--- Start of Extract provided ---

Buildings and structures

Buildings

Construction (by year):
 1601
 Jerónimos Monastery at Belém (Lisbon) in Portugal is completed after 100 years.
 In Naples (Italy), the fountain La Fontana dell'Immacolatella, made of white and gray marble, is built by Michelangelo Naccherino and Pietro Bernini; it is adorned with coats of arms and eagles, and the central coat of arms is upheld by two angels.
 In Japan, Inuyama Castle is built in Aichi Prefecture (remodeled in 1620).
 1602–1604 – Vleeshal, Haarlem, North Holland, designed by Lieven de Key, built.
 1604
 August – In Amritsar, Punjab, the Harmandir Sahib is inaugurated.
 In Korea, Bulguksa is reconstructed.
 In Paris (France), the Pont Neuf over the Seine (begun in 1578 by Jean Baptiste Androuet du Cerceau) is opened to traffic (completed in July 1606; royal inauguration in 1607).
 1605
 In Gdańsk, the Old Arsenal, designed by Anthony van Obberghen, Jan Strakowski and Abraham van den Blocke, is completed.
 In Padua (Veneto), renovation is finished on the Palazzo del Capitanio palace arch and Torre dell'Orologio clock tower (expanded 1599–1605).

--- End of Extract provided ---
--- Start of Given entries ---

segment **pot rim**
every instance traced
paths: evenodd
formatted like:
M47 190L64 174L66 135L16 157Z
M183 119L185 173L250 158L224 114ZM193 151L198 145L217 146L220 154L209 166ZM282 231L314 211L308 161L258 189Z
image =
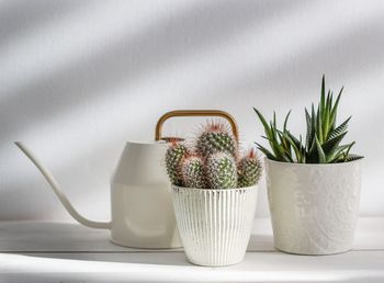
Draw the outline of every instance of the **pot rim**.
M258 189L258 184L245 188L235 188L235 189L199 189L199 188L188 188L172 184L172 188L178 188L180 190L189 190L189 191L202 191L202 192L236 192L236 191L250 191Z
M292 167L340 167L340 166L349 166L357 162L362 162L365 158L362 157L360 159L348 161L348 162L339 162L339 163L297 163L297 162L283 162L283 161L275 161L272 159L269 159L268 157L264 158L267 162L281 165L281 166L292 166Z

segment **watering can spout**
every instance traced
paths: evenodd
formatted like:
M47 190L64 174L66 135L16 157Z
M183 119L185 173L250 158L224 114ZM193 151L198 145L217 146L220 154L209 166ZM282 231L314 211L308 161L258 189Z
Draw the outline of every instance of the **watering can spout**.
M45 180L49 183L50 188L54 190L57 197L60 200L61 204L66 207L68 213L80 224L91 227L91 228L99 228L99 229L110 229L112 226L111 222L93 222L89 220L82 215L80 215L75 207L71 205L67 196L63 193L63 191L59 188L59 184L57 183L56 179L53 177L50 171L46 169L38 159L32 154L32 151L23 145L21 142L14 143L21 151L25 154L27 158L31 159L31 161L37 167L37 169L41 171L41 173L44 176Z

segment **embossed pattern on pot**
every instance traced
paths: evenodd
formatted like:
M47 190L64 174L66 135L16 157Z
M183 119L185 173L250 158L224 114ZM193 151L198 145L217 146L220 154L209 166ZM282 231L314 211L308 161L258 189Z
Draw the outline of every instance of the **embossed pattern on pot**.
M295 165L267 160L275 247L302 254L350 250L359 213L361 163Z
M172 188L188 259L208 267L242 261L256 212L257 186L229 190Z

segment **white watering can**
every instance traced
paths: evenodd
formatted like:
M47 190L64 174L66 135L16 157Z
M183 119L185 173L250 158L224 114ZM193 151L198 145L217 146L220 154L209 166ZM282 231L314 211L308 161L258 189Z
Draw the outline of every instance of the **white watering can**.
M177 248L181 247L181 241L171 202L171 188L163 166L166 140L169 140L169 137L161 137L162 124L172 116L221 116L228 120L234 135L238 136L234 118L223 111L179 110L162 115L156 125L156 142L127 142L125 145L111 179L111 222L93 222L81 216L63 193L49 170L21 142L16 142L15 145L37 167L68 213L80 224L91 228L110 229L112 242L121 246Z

--- End of Given entries ---
--- Start of Given entries ---

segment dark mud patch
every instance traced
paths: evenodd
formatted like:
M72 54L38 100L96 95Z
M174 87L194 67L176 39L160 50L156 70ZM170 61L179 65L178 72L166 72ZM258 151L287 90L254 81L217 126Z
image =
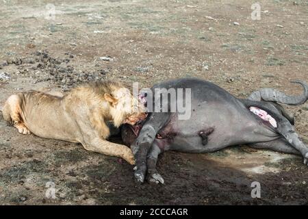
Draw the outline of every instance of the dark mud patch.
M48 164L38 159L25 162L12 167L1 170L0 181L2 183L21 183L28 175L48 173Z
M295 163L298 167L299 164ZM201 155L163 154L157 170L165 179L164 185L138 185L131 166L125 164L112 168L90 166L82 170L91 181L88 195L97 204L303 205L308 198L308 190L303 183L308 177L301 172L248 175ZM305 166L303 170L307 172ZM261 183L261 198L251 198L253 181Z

--- End of Given entries ---

# What you will do
A. Using the list of buildings, decide whether each statement agrees with it, answering yes or no and quoting the deciding words: (i) Inuyama Castle was remodeled in 1620; (ii) work on the Pont Neuf in Paris began in 1604; (iii) the Old Arsenal in Gdańsk was designed by Lieven de Key.
B. Reproduce the lines of the rows starting at the line that contains "segment dark mud patch" and ending at the line that contains "M295 163L298 167L299", both included, and leave the pictures out of your answer.

# Responses to the tasks
A.
(i) Yes: "(remodeled in 1620)".
(ii) No: "begun in 1578 by Jean Baptiste Androuet du Cerceau".
(iii) No: "designed by Anthony van Obberghen, Jan Strakowski and Abraham van den Blocke".

B.
segment dark mud patch
every instance traced
paths: evenodd
formatted like:
M72 54L38 100L96 95Z
M174 87L194 67L176 39L160 50L156 70ZM170 61L179 65L178 72L166 72ZM258 151L287 90L254 81L217 126Z
image =
Draw the outline of every instance of the dark mud patch.
M48 164L38 159L25 162L12 167L1 170L0 181L2 183L21 183L28 175L48 173Z
M295 163L298 167L299 164ZM201 155L163 154L157 170L165 179L164 185L138 185L131 166L125 164L112 168L90 166L82 170L91 181L88 195L97 204L303 205L308 198L308 190L303 183L308 177L301 172L248 175ZM305 166L303 170L307 172ZM261 183L261 198L251 198L253 181Z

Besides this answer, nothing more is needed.